Abstract
1. This paper reports the investigation and the results of a line of treatment in thirty feet showing the peroneal spastic flat foot deformity. The questions that have aroused controversy are discussed, the evidence for previous opinions is examined, and some phenomena in relation to this condition are described.
2. It is suggested that previous opinions on this condition have been misleading, and have in many cases been made after incomplete investigation of too few cases.
3. Peroneal spastic flat foot can occur without a developmental tarsal anomaly.
4. The presence of a tarsal anomaly does not necessarily mean that the foot is incorrigibly stiff, and some of these feet show a full range of movement under anaesthesia.
5. There is no evidence from this series of cases to suggest that organic nervous disease or psychiatric disturbances played a significant part in the production of the deformity.
6. There is no evidence to suggest that the deformity is a manifestation of generalised rheumatoid arthritis.
* * * * * * * * *
= Activities =
1. According to the abstract, how many feet showing the peroneal spastic flat foot deformity were treated in the investigation?
2. Go on with the abstract on peroneal spastic flat foot from the point where it stops.

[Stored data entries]
* * * * * * * * *
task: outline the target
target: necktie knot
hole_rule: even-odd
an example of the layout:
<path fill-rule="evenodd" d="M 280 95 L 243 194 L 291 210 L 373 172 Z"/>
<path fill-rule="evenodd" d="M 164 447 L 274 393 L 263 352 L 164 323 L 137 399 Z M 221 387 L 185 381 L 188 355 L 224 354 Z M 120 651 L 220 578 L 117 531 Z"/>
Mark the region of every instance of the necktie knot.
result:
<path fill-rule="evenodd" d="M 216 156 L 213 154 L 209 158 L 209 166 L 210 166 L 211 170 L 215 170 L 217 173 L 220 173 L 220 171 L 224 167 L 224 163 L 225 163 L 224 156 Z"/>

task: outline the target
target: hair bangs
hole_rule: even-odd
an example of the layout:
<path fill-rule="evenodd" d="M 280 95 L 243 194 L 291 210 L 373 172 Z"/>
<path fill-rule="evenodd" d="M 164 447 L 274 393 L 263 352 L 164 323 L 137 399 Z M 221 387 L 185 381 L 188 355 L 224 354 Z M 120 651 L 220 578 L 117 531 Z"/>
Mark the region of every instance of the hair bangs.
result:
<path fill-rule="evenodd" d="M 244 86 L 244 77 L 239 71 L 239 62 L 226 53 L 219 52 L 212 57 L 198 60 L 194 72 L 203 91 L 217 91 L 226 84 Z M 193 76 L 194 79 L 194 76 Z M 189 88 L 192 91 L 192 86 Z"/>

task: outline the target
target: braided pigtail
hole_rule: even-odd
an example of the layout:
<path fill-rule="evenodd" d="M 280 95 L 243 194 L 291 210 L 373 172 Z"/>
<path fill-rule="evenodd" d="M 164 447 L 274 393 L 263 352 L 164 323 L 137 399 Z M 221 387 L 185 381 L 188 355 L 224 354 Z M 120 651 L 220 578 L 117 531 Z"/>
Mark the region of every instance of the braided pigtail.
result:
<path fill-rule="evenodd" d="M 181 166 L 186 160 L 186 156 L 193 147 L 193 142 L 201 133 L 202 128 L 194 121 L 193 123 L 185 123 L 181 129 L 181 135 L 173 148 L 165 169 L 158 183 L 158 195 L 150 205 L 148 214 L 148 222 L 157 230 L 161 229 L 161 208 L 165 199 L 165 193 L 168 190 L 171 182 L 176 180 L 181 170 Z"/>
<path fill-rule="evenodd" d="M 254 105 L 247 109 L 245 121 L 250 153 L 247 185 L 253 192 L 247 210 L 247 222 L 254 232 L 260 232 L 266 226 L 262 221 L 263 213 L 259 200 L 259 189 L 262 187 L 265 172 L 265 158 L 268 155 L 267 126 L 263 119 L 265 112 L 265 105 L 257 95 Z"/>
* * * * * * * * *
= Results for the exercise =
1. Thirty feet.

2.
7. This investigation does not reveal the cause of the deformity when the tarsal skeleton is normal, nor does it help to explain the reason for the onset of symptoms in a developmentally abnormal foot.
8. It is suggested that a tarsal anomaly makes the foot more likely, under average stress, to break down in this way, and that this deformity is also assumed by architecturally normal feet under heavy stress. In view of the frequency of minor tarsal anomalies among this series of thirty feet, it seems likely that all feet presenting the deformity of peroneal spastic flatness are to some degree structurally abnormal, although the exact site of the abnormality may escape us.